* What the task asks
Reproduce the listing below in its entirety. Change nothing.

### Data to process

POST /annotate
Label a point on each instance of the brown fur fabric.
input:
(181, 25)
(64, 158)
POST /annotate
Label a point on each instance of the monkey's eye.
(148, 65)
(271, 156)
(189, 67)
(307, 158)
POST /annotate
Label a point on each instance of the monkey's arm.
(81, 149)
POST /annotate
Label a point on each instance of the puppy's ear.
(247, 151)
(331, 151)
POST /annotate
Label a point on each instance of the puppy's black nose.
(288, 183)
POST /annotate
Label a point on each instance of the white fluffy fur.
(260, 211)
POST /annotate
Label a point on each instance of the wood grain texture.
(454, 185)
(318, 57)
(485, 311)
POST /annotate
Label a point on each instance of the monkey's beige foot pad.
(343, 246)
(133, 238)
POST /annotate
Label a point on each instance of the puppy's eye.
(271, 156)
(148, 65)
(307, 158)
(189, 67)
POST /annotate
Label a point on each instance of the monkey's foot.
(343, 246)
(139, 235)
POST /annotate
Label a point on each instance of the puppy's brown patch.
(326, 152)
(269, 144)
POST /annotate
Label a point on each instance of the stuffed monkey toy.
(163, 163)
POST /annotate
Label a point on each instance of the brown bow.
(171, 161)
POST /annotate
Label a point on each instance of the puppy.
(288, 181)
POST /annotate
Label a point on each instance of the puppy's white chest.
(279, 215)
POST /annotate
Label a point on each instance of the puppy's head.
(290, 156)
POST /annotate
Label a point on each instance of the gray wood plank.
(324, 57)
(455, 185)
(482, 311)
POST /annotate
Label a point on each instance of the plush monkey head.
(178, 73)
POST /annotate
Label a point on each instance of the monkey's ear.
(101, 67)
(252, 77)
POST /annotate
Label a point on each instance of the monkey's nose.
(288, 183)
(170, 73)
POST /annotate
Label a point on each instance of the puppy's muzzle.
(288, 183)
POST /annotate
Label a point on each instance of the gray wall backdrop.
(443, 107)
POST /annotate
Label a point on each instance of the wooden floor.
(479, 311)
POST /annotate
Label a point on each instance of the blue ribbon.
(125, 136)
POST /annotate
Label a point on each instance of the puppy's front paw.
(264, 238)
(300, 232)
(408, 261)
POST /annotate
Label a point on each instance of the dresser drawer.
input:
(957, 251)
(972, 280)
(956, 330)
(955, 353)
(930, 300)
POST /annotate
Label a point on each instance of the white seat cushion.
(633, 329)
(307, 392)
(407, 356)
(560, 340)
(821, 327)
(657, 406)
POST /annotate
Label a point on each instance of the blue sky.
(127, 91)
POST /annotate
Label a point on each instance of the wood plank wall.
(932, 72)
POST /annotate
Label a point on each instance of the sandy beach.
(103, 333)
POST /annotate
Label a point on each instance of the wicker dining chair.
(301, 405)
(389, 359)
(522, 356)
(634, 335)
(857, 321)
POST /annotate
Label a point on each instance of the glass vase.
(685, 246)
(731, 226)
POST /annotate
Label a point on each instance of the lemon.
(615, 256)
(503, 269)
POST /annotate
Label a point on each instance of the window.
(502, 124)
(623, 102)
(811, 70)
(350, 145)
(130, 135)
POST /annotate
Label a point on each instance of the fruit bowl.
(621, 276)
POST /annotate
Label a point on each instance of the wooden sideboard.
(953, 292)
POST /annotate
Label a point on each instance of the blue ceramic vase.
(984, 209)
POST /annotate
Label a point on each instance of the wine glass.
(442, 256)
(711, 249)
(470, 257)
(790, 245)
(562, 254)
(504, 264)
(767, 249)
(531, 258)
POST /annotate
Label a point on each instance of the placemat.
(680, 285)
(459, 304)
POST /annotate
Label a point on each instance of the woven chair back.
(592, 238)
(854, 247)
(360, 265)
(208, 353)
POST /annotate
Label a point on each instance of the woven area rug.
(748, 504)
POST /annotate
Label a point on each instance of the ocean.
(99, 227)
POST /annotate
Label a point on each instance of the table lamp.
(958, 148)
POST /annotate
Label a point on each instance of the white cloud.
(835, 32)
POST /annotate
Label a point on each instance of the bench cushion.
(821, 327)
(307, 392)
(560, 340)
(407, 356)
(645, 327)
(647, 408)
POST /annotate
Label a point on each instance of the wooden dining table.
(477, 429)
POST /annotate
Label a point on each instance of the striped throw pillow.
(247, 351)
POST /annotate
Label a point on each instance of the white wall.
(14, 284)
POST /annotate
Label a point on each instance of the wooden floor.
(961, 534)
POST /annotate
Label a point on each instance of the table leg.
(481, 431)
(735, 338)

######

* Exercise result
POST /annotate
Label a point on each instance of the brown fur fabric.
input:
(181, 25)
(64, 158)
POST /annotate
Label a point on each instance of the monkey's eye.
(148, 65)
(271, 156)
(189, 67)
(307, 158)
POST /annotate
Label a point on each instance of the monkey's arm.
(81, 149)
POST /annotate
Label a point on each instance of the puppy's ear.
(247, 151)
(331, 151)
POST /annotate
Label a point on each instance of the puppy's black nose.
(288, 183)
POST /annotate
Label a point on each instance of the white fluffy fur.
(260, 211)
POST /annotate
Label a point on each instance of the wood grain texture.
(454, 185)
(318, 57)
(485, 311)
POST /annotate
Label a point on each instance of the monkey's beige foot pad.
(343, 246)
(133, 238)
POST /annotate
Label a point on each instance of the puppy's eye.
(271, 156)
(148, 65)
(307, 158)
(189, 67)
POST /annotate
Label a point on each instance of the monkey's foot.
(343, 246)
(139, 235)
POST /annotate
Label a point on each instance of the puppy's brown patch.
(326, 152)
(269, 144)
POST /annotate
Label a point on each instance of the stuffed monkey toy.
(163, 163)
POST /annotate
Label a point on each instance of the brown bow.
(171, 161)
POST /annotate
Label a point on each instance of the puppy.
(288, 181)
POST /annotate
Label a point on each instance of the puppy's white chest.
(279, 215)
POST /annotate
Label a point on each instance of the puppy's head.
(290, 156)
POST /annotate
Label a point on each instance of the gray wood plank.
(324, 57)
(455, 185)
(482, 311)
POST /annotate
Label a point on each instance of the plush monkey head.
(178, 73)
POST /annotate
Label a point on each instance of the monkey's ear.
(101, 67)
(252, 77)
POST /annotate
Label a point on each instance of the monkey's nose.
(288, 183)
(170, 73)
POST /annotate
Label a point on each instance of the puppy's muzzle.
(288, 183)
POST /annotate
Label a point on each instance of the gray wall backdrop.
(443, 107)
POST /annotate
Label a point on each instance of the wooden floor.
(479, 311)
POST /annotate
Label a point on each instance of the blue ribbon.
(125, 136)
POST /annotate
Label a point on each instance of the puppy's front paw.
(264, 238)
(300, 232)
(408, 261)
POST /annotate
Label a point on each instance of the dresser drawer.
input:
(957, 251)
(972, 280)
(956, 330)
(955, 353)
(930, 300)
POST /annotate
Label a point on each instance of the white seat cushion.
(633, 329)
(307, 392)
(407, 356)
(560, 340)
(821, 327)
(657, 406)
POST /annotate
Label a point on each instance of the blue sky.
(127, 91)
POST /annotate
Label a point on each instance of the wood plank wall.
(932, 72)
POST /annotate
Label a point on each instance of the sandy beach.
(103, 333)
POST /annotate
Label a point on each instance of the wicker dining chair.
(301, 405)
(389, 359)
(522, 356)
(634, 335)
(857, 321)
POST /annotate
Label a point on each instance of the glass vase.
(685, 246)
(731, 226)
POST /annotate
Label a point on each instance of the lemon.
(615, 256)
(503, 269)
POST /annotate
Label a point on each instance of the window.
(502, 124)
(623, 102)
(811, 70)
(350, 145)
(130, 135)
POST /annotate
Label a point on each instance of the fruit bowl.
(621, 276)
POST /annotate
Label a point on each instance of the wooden sideboard.
(953, 292)
POST /annotate
Label a point on each instance of the blue ceramic vase.
(984, 209)
POST /annotate
Label a point on each instance of the wine glass.
(442, 256)
(711, 249)
(470, 257)
(790, 245)
(562, 254)
(504, 264)
(767, 249)
(531, 258)
POST /annotate
Label a point on each instance of the placemat.
(680, 285)
(459, 304)
POST /annotate
Label a point on each instance of the woven chair back.
(592, 238)
(854, 247)
(360, 265)
(208, 353)
POST /annotate
Label a point on each instance of the woven area rug.
(748, 504)
POST /annotate
Label a point on each instance of the ocean.
(99, 227)
POST /annotate
Label a point on each instance of the table lamp.
(958, 148)
POST /annotate
Label a point on each instance of the white cloud.
(835, 32)
POST /annotate
Label a point on each instance of the bench cushion.
(821, 327)
(307, 392)
(560, 340)
(407, 356)
(645, 327)
(647, 408)
POST /annotate
Label a point on each instance of the wooden dining table.
(477, 429)
POST /annotate
Label a point on each instance of the striped throw pillow.
(247, 351)
POST /annotate
Label a point on each instance of the white wall.
(14, 284)
POST /annotate
Label a point on each instance of the wooden floor.
(961, 534)
POST /annotate
Label a point on each instance of the table leg.
(481, 431)
(735, 338)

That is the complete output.